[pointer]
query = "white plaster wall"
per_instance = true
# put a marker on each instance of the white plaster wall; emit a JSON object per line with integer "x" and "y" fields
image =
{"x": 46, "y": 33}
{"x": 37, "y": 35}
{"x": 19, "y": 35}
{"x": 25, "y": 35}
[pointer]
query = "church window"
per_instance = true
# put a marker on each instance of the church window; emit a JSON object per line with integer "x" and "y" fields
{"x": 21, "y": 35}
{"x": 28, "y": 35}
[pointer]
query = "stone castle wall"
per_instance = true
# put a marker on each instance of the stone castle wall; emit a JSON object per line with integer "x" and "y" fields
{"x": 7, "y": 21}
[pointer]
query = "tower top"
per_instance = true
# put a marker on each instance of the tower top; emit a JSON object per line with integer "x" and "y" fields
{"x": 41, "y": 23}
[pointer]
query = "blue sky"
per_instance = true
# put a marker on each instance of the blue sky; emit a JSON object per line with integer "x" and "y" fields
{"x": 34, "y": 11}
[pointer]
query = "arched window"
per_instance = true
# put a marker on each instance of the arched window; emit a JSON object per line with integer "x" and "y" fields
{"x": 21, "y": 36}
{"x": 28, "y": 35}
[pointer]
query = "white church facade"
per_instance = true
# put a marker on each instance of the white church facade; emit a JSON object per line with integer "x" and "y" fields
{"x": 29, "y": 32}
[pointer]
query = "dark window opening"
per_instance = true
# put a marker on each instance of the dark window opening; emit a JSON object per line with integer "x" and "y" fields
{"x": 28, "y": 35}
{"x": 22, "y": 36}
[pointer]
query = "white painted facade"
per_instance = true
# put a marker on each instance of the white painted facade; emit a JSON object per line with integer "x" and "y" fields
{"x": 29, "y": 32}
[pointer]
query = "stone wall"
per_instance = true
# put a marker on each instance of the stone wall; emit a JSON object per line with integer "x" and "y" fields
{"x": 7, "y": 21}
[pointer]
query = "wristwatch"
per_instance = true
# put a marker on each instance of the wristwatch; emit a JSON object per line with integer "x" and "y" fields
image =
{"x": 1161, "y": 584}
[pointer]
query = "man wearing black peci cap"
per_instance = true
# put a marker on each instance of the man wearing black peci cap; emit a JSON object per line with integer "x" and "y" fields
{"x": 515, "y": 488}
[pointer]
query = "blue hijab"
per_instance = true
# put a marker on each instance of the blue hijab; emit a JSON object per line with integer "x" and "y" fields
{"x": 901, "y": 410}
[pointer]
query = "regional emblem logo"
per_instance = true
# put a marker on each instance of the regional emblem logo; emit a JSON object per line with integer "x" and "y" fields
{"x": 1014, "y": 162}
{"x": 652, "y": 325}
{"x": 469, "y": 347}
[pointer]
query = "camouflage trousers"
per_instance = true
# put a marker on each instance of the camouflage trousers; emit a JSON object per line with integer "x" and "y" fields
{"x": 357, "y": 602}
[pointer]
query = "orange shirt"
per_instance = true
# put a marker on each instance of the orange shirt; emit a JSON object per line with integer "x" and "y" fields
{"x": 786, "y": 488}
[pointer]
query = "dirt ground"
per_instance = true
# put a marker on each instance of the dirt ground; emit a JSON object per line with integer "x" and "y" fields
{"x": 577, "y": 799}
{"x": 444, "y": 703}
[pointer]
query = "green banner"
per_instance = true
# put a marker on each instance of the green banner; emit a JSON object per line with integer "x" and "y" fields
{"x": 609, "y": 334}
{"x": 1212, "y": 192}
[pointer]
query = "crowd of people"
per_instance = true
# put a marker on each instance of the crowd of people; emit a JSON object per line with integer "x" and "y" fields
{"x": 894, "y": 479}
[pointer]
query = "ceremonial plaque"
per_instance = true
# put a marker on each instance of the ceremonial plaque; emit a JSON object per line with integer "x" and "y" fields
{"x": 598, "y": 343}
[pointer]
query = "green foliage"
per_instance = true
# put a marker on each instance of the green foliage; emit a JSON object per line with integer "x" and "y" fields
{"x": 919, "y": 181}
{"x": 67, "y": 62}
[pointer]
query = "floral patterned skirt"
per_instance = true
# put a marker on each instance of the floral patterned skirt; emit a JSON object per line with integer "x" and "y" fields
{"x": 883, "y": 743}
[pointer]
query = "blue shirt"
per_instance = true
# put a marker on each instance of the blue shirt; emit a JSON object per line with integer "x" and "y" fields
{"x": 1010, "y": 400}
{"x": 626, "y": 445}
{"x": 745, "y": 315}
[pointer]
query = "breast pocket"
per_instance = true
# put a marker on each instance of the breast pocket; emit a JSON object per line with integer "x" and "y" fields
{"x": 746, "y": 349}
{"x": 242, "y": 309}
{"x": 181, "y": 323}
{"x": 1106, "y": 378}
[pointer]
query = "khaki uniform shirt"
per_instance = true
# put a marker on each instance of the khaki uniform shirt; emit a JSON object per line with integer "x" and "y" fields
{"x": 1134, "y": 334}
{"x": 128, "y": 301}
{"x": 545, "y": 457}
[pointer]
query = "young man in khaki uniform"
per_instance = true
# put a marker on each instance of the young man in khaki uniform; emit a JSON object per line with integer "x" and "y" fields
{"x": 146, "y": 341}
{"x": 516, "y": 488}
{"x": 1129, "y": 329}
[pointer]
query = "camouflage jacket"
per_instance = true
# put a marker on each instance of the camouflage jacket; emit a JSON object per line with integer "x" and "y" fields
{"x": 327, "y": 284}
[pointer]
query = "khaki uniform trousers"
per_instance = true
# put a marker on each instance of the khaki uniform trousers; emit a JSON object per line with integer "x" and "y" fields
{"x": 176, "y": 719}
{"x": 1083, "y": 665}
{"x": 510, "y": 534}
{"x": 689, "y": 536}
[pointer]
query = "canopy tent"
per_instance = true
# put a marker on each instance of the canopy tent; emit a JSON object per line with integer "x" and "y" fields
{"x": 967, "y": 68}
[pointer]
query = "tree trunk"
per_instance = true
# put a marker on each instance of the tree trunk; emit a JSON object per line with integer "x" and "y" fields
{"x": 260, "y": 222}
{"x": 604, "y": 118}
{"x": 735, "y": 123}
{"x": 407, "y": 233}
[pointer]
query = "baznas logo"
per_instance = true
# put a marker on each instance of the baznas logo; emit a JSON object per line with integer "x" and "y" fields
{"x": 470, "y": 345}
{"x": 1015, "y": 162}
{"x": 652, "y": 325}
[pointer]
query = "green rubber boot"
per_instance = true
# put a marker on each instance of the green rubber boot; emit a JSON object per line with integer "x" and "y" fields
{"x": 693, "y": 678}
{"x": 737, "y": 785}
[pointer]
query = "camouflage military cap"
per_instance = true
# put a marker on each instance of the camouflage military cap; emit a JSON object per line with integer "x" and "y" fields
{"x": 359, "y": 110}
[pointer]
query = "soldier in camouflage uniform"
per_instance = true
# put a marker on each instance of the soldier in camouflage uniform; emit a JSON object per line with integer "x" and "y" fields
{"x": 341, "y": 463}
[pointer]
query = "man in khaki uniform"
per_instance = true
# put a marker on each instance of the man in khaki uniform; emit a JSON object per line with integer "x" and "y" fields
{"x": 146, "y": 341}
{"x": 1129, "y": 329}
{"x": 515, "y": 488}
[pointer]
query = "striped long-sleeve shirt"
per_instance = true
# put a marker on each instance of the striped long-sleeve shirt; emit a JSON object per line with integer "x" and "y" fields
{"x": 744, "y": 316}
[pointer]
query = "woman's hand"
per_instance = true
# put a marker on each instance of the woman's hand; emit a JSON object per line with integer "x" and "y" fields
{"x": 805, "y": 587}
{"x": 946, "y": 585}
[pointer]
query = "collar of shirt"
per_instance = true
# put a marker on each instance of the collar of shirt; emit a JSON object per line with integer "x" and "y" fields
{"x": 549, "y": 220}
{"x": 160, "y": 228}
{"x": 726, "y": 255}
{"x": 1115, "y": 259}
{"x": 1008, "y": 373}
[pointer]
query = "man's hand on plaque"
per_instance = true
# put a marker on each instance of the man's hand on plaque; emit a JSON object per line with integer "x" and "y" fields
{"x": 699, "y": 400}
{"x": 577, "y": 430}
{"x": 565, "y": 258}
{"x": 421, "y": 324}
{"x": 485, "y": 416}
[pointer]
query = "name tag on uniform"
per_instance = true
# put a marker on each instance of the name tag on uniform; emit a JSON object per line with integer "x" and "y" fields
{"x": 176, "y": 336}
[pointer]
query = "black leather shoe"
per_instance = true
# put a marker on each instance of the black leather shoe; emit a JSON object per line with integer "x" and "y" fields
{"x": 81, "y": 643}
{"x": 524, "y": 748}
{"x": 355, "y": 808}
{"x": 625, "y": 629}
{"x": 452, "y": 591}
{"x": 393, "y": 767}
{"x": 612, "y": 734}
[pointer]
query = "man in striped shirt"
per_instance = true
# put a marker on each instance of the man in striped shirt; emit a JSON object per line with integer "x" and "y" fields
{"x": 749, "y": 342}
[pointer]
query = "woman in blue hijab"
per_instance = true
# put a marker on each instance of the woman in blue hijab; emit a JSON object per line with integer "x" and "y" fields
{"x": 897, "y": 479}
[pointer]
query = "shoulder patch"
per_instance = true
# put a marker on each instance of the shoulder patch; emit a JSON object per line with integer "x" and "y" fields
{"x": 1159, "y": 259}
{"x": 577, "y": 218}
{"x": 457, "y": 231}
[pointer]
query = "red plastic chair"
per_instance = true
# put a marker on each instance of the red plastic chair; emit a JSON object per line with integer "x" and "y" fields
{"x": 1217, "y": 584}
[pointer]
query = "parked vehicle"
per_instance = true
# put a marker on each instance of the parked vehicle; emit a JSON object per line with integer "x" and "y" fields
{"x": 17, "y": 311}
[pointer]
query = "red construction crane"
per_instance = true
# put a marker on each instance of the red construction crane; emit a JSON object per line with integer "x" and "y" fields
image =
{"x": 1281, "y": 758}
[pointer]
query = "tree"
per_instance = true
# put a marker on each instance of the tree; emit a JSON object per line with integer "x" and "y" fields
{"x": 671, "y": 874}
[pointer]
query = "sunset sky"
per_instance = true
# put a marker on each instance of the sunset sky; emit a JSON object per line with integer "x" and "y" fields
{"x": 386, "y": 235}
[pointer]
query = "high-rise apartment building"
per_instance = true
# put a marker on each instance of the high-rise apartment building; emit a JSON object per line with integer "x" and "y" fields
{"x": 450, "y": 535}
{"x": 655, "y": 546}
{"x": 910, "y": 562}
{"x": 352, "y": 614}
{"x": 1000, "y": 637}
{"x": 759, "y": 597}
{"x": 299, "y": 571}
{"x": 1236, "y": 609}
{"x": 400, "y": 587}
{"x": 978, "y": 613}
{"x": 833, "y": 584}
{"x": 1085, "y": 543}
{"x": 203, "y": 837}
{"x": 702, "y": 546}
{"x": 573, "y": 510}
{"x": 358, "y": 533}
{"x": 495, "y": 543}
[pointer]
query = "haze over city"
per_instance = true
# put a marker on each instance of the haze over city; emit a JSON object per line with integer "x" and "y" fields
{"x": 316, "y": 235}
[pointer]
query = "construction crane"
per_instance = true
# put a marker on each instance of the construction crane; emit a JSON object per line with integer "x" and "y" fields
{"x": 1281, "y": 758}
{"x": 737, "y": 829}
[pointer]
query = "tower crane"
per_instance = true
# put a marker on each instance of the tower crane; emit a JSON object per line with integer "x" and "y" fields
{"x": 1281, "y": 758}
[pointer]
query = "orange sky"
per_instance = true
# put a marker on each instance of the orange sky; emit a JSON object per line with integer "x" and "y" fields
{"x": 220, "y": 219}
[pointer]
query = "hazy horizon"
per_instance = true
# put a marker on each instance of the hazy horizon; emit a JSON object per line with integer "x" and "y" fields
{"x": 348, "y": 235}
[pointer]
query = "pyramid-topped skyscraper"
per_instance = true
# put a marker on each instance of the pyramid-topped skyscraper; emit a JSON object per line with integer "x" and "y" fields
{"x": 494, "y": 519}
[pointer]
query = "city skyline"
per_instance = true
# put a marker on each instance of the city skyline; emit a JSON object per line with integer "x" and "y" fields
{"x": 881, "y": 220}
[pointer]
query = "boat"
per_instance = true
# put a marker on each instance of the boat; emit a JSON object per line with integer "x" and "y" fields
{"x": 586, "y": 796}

# # # # #

__Directions__. A single figure is required: the number of lines in the entries that hold the string "plaster".

__Exercise response__. 2